Dataset items
= = = =
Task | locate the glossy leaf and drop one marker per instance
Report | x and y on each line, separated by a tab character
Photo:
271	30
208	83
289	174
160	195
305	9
= = = =
• _DIRECTIVE_: Please rewrite the records above, replacing "glossy leaf" with "shiny leaf" and keeping everything else the same.

• _CORRECT ANSWER_:
Task | locate the shiny leaf and drop one marker per instance
Report | x and y on each line, separated by a tab character
Photo:
271	30
208	83
289	174
160	195
305	9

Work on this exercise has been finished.